Embracing Generative AI and Linguist Prompt Engineering
(Image generated by Stable Diffusion)
In the tsunami of new generative AI technologies and services introduced to the market, AI-based translation is also a hot topic among localization professionals. Personally, I take an embracing approach to this new tech. I’ve always considered this as a technology that was bound to come one day or another.
After six months of rigorous testing, I've concluded that generative AI can be a reliable collaborator for translation. Although it has shortcomings that it is trying to overcome as it becomes smarter, it outperforms traditional machine translation by understanding the context of a text or a given prompt, which significantly improves translation quality.
However, the quality of the translation depends heavily on the linguist prompt engineer, a new form of a human translator.
In this post, I will share insights on how to improve translation quality through human-machine collaboration with generative AI (especially chat-enabled AI) and thoughts on whether human translators will remain an essential part of the localization industry.
How can we make AI a better translator?
1. Source processing to meet the eyes of AI
The quality of the source text greatly impacts AI translation. Preprocessing the source text is crucial, especially for languages that often omit subjects or objects, such as Korean and Japanese. Also, clarifying ambiguous words can prevent misinterpretations and improve the translation outcome.
Image 1 is an example of hallucinatory mistranslation due to the lack of source text preprocessing. In image 2, the AI was able to produce a better translation upon being provided with fuller details on the subject and object of the sentence and definitions to newly coined words.
2. Keep it simple
Write clear, concise prompts for the AI, including its role, tone, format, and context. Using bullet points can help keep the AI from getting confused and prevent possible hallucinations. Moreover, it helps save tokens.

(Complete the following):
- 1) According to the post on linguist prompt engineering, why does writing a prompt in bullet points help?
- 2) In the post on linguist prompt engineering, how long was the testing that led to the conclusion that generative AI can be a reliable translation collaborator?

(Provided data):
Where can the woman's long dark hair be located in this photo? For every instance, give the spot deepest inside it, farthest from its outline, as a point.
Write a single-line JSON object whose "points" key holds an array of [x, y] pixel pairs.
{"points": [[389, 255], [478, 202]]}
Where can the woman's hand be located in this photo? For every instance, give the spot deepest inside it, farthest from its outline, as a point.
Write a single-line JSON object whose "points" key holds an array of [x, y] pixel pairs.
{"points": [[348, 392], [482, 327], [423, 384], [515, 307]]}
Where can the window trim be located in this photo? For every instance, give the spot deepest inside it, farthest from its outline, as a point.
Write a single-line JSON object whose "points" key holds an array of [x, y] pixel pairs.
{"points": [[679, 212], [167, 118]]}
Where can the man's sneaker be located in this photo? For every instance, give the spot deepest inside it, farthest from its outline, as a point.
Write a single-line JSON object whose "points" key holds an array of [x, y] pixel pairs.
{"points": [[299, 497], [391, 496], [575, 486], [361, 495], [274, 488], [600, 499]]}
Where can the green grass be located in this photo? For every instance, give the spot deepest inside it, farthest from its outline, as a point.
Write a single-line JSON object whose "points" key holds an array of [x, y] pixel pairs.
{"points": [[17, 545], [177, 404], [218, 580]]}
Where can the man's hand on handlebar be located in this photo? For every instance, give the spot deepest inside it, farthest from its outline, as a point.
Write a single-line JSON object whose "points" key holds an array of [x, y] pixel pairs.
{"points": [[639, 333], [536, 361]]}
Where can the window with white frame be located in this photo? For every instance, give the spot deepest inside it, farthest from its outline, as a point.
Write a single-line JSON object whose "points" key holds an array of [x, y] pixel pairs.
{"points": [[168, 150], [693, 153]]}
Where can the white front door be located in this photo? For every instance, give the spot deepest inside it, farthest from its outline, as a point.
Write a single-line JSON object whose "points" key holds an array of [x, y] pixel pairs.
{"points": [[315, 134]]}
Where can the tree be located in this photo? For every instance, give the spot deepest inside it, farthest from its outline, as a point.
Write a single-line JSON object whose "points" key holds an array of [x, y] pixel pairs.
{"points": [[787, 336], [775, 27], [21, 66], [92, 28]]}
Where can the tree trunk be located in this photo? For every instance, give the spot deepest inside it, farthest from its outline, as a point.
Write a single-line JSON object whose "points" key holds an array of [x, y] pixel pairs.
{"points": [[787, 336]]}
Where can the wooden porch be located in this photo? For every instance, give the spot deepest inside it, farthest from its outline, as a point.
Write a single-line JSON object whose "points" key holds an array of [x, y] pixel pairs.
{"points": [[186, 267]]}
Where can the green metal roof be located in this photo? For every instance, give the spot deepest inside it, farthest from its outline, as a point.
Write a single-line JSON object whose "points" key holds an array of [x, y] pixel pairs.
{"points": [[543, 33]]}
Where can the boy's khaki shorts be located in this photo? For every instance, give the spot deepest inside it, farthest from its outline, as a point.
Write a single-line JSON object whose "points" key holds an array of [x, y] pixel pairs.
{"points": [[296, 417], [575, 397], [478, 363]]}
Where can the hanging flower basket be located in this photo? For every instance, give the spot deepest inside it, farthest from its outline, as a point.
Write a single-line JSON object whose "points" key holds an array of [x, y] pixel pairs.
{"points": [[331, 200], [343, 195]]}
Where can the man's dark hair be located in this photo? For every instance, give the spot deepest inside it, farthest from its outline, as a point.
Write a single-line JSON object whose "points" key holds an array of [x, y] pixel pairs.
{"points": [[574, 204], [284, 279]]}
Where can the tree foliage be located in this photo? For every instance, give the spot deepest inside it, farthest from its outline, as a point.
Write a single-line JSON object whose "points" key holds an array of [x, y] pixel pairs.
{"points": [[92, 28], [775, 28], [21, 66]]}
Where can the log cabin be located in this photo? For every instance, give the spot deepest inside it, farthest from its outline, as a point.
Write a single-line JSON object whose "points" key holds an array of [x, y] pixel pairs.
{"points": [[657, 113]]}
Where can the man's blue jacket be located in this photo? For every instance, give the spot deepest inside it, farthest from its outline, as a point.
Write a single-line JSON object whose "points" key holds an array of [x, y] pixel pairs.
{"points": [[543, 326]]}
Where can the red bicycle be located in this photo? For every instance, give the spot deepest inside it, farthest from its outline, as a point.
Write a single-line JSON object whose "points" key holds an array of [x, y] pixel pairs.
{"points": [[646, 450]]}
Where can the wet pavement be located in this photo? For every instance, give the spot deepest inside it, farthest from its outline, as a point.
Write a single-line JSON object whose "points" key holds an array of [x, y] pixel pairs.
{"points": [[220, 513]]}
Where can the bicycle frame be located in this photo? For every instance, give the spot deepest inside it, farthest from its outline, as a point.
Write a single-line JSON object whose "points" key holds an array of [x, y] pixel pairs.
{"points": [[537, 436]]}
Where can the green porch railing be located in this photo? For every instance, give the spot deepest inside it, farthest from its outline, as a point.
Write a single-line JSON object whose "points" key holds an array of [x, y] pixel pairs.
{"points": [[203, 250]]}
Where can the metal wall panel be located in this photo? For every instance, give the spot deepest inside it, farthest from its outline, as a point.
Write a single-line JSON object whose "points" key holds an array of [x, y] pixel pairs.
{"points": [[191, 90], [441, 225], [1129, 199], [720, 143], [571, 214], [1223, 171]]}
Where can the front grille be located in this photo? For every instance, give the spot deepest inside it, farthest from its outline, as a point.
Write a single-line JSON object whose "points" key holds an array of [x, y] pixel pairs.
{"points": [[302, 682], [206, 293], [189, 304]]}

(Activity answers):
- 1) Bullet points help keep the AI from getting confused and can prevent possible hallucinations. They also help save tokens.

- 2) Six months.